[Stored data]
____________
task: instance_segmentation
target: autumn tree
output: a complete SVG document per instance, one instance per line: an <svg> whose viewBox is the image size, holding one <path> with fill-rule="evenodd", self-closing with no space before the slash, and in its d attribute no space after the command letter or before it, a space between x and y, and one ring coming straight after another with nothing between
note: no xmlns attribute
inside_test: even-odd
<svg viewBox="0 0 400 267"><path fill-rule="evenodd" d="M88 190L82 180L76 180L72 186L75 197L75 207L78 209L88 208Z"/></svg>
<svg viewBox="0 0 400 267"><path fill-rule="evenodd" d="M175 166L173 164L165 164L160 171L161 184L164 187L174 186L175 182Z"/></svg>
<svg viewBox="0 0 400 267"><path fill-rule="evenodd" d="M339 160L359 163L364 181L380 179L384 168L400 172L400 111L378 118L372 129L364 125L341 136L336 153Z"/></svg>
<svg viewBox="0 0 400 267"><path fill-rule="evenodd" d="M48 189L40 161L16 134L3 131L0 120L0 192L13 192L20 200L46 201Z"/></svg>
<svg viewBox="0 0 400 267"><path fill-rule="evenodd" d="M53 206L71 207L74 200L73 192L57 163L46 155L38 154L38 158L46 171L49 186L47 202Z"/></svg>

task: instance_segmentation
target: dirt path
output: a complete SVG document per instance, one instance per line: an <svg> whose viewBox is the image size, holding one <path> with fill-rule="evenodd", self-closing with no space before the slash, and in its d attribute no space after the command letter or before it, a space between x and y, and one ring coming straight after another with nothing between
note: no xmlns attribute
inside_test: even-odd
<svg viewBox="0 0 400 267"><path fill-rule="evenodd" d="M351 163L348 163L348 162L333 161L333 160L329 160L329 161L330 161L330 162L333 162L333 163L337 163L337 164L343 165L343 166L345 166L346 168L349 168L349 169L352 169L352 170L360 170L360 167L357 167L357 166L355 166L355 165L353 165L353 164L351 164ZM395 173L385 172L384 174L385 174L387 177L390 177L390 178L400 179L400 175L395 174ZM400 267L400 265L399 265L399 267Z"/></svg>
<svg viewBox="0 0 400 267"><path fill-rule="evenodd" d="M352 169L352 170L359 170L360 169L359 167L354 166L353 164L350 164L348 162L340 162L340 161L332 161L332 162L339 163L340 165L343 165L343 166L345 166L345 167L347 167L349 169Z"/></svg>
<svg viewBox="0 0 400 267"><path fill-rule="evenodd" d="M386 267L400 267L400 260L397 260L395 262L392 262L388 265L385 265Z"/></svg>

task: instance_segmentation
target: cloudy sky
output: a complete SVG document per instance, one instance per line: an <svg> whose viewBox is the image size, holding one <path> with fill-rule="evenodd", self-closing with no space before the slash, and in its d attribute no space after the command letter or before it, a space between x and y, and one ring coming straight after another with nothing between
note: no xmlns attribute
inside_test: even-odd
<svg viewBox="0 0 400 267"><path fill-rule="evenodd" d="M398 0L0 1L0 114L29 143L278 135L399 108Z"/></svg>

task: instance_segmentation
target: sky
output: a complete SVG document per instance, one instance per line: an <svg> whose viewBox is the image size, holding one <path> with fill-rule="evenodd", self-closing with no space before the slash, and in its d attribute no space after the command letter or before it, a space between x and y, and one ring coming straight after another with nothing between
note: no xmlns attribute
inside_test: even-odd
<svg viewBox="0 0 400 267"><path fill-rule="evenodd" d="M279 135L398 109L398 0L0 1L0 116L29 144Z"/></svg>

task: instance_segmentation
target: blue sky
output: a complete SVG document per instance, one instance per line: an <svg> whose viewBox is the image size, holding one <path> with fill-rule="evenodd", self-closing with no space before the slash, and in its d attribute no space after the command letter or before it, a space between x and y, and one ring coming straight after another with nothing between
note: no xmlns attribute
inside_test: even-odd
____________
## Instructions for the task:
Every record should be repeated exactly; please leave none out.

## Answer to the exercise:
task: instance_segmentation
target: autumn tree
output: a complete SVG document per instance, one instance per line: an <svg> whose viewBox is the image size, holding one <path> with fill-rule="evenodd", self-closing with no space before the slash, and in its d attribute no space after the command letter or before it, a space between x and y, and one ring coming straight after another with nothing between
note: no xmlns attribute
inside_test: even-odd
<svg viewBox="0 0 400 267"><path fill-rule="evenodd" d="M88 190L82 180L76 180L72 186L75 197L75 207L78 209L88 208Z"/></svg>
<svg viewBox="0 0 400 267"><path fill-rule="evenodd" d="M175 166L173 164L165 164L160 171L161 184L164 187L174 186L175 182Z"/></svg>
<svg viewBox="0 0 400 267"><path fill-rule="evenodd" d="M339 160L359 163L364 181L380 179L384 168L400 172L400 111L378 118L372 129L364 125L341 136L336 153Z"/></svg>
<svg viewBox="0 0 400 267"><path fill-rule="evenodd" d="M48 189L40 161L16 134L3 131L0 120L0 192L13 192L20 200L46 201Z"/></svg>
<svg viewBox="0 0 400 267"><path fill-rule="evenodd" d="M53 206L71 207L74 200L73 192L57 163L46 155L38 154L38 158L46 171L49 186L47 202Z"/></svg>

task: instance_segmentation
target: dirt path
output: a complete SVG document per instance, one instance per line: an <svg> whose viewBox is the image size, holding one <path> with fill-rule="evenodd", self-closing with no space before the slash, and in its d attribute no space after the command letter or before it, a space between x and y, and one ring coming straight after another with nothing between
note: no xmlns attribute
inside_test: even-odd
<svg viewBox="0 0 400 267"><path fill-rule="evenodd" d="M351 163L348 163L348 162L333 161L333 160L329 160L329 161L330 161L330 162L333 162L333 163L337 163L337 164L343 165L343 166L345 166L346 168L349 168L349 169L352 169L352 170L360 170L360 167L357 167L357 166L355 166L355 165L353 165L353 164L351 164ZM395 173L385 172L384 174L385 174L387 177L390 177L390 178L400 179L400 175L395 174ZM400 267L400 265L399 265L399 267Z"/></svg>
<svg viewBox="0 0 400 267"><path fill-rule="evenodd" d="M352 169L352 170L359 170L360 169L359 167L354 166L353 164L350 164L348 162L340 162L340 161L332 161L332 162L339 163L340 165L343 165L343 166L345 166L345 167L347 167L349 169Z"/></svg>
<svg viewBox="0 0 400 267"><path fill-rule="evenodd" d="M386 267L400 267L400 260L397 260L395 262L392 262L388 265L385 265Z"/></svg>

task: instance_segmentation
target: cloudy sky
output: a complete SVG document per instance, one instance per line: an <svg> whose viewBox is the image size, holding one <path> with fill-rule="evenodd", self-closing with no space before the slash, and in its d attribute no space after the command letter or before it, a space between x and y, and one ring coming straight after another with nothing between
note: no xmlns attribute
inside_test: even-odd
<svg viewBox="0 0 400 267"><path fill-rule="evenodd" d="M398 0L0 1L0 114L29 143L278 135L399 108Z"/></svg>

task: instance_segmentation
target: sky
output: a complete SVG document per instance, one instance per line: an <svg> whose viewBox is the image size, holding one <path> with fill-rule="evenodd", self-closing with no space before the slash, and in its d attribute no space after the command letter or before it, a space between x and y, and one ring coming straight after another with nothing between
note: no xmlns attribute
inside_test: even-odd
<svg viewBox="0 0 400 267"><path fill-rule="evenodd" d="M279 135L398 109L398 0L0 1L0 116L29 144Z"/></svg>

task: instance_segmentation
target: blue sky
output: a complete SVG document per instance, one instance per line: an <svg> whose viewBox is the image size, holding one <path> with fill-rule="evenodd", self-closing with no space before the slash, and in its d attribute no space after the command letter or before it, a space between x and y, and one ring coming straight after another with nothing between
note: no xmlns attribute
inside_test: even-odd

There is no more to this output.